## Source records
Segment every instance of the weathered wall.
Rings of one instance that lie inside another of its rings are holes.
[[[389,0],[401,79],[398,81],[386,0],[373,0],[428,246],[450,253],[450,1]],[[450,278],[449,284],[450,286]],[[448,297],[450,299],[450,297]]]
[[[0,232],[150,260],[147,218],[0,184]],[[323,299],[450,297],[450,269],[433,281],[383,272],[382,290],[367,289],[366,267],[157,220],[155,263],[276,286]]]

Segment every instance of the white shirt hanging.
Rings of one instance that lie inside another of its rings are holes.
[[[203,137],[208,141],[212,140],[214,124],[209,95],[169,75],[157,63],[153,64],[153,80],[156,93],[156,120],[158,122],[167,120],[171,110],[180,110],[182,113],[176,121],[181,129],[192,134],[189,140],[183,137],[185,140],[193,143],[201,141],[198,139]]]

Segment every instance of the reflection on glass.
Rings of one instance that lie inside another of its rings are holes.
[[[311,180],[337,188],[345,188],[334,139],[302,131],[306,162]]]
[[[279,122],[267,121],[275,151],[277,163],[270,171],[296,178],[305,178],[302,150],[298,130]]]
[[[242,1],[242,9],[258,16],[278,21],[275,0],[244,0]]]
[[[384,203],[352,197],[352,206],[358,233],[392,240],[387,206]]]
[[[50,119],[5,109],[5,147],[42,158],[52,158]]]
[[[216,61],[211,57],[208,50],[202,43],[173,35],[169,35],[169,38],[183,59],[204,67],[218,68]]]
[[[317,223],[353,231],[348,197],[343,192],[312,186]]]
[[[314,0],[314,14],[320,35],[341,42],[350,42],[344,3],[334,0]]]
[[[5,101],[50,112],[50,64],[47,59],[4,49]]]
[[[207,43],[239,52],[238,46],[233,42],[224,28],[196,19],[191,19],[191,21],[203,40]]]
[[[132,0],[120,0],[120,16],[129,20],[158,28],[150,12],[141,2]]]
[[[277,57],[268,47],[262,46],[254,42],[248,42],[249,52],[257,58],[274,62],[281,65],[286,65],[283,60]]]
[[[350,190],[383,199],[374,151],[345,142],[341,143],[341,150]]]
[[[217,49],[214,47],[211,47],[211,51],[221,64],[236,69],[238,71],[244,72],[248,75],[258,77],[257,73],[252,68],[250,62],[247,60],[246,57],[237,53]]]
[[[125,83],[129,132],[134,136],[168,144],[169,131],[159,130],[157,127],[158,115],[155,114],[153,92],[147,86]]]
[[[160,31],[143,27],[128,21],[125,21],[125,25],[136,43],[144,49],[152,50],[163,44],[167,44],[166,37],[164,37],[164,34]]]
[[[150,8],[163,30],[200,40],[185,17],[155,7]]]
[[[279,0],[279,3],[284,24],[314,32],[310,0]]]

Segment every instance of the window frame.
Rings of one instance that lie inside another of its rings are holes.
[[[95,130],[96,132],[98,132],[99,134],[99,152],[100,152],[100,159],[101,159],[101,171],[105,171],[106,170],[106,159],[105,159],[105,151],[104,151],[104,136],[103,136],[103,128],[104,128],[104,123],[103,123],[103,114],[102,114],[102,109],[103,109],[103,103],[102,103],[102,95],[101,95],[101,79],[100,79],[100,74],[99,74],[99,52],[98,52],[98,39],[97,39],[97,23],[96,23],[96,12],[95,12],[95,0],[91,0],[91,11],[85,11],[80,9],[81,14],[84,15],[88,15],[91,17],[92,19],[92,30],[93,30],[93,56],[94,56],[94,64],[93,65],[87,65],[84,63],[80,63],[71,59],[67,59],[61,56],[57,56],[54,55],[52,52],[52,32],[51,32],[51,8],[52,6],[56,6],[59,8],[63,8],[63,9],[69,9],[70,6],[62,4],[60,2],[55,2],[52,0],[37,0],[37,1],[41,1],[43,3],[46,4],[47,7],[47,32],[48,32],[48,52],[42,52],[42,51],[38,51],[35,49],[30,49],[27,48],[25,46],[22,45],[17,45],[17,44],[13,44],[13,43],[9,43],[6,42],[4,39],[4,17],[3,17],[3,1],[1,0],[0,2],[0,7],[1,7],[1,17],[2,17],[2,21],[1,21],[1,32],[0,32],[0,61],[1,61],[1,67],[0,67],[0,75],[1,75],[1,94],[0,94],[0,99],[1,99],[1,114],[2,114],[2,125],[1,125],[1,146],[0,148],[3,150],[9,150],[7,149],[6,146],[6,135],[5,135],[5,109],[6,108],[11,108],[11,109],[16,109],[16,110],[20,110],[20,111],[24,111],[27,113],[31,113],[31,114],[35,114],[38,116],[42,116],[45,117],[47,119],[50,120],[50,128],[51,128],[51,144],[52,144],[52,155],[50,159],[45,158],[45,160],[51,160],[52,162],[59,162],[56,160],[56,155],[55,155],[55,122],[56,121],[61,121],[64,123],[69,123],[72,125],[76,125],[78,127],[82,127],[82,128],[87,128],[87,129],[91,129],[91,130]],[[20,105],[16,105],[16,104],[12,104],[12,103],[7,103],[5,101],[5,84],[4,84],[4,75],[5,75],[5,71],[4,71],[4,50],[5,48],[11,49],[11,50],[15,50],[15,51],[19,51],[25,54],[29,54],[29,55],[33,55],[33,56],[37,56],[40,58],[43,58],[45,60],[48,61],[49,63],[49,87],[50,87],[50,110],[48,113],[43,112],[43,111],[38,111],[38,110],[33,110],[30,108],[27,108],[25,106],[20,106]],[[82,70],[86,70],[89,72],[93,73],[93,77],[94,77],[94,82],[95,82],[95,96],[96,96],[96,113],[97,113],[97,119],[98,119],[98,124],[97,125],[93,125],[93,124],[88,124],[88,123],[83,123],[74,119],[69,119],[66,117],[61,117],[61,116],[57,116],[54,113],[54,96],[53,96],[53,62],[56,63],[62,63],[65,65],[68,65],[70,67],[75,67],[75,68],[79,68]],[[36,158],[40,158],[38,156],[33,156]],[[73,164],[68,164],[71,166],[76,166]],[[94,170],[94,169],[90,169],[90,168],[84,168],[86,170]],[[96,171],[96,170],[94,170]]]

## Exercise aim
From the data, collect all lines where the string "every" appears.

## Completed task
Segment every instance of the weathered wall.
Segment every instance of the white shirt hanging.
Segment every instance of the reflection on glass.
Segment every instance of the window frame.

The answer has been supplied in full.